- **WHAT THIS TASK INVOLVES**: Continue the grasslands conservation bill press release from where it stops.

-- Start of TEXT EXCERPT --

Press Release

Praise for grasslands bill that would improve water, soil, wildlife habitat and reduce climate impacts

07/27/2022

GAITHERSBURG, Md. July 27, 2022 ---- The Izaak Walton League urges Congress to enact the North American Grassland Conservation Act which was introduced in the U.S. Senate today by Sen. Ron Wyden (D-Ore.) 

The bill would encourage voluntary conservation of grasslands recognizing the collaborative role of ranchers, farmers, Tribal Nations, government agencies, and outdoorsmen and women. Modeled after the highly successful North American Wetlands Conservation Act, this legislation would provide funding through a landowner-driven, voluntary, incentive-based program to conserve and restore threated grasslands.

Jared Mott, Conservation Director, Izaak Walton League of America, commented

“This investment in grassland conservation will benefit everyone. It will improve soil health, water quality and wildlife habitat and help reduce some of the worst impacts of climate change.”

-- End of TEXT EXCERPT --
-- Start of DATA EXTRACT --

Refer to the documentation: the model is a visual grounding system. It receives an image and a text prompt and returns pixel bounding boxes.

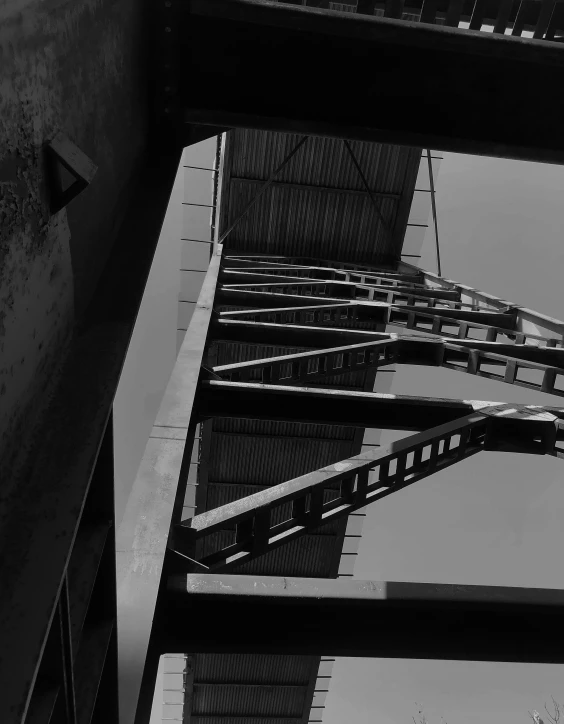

-- End of DATA EXTRACT --

- **OUTPUT OF THE TASK**:
Specifically, the bill would:

  • curtail additional conversion of native grasslands and loss of sagebrush shrub-steppe and sustain these systems as working lands by creating a flexible, voluntary, and innovative program;
  • improve grassland and rangeland health and management;
  • support rancher stewards and tribal partners;
  • improve biodiversity and habitat for grassland and sagebrush birds, pollinators, and other wildlife;
  • increase carbon sequestration; and
  • provide increased recreational and hunter access opportunities, strictly at the discretion of private landowners.

Background: Preserving Grasslands for Future Generations

By Duane Hovorka, Izaak Walton League Agriculture Program Director, excerpted from Outdoor America, 2021 issue #4.

America’s grasslands provide a long list of benefits – and those benefits aren’t confined to the Great Plains region.

They provide habitat for a wide range of wildlife, from deer, elk and grouse to the butterflies that pollinate the plants that grow our food. Grasslands nurture cattle and sheep that help feed our nation.

They protect soil from erosion, reduce flooding by absorbing and holding rainfall, buffer wetlands and capture carbon dioxide from the air and store it in the soil.

Grasslands serve as a massive carbon sink for the entire country – the mid-Atlantic as much as middle America. Consider this: one acre of healthy grassland – including on League chapters – can hold 40 tons of carbon. Yet grasslands are also our nation’s most endangered landscape. Ninety-nine percent of the tallgrass prairie that once extended from eastern North Dakota and central Texas to parts of Ohio have been lost, converted to row crops or urban areas.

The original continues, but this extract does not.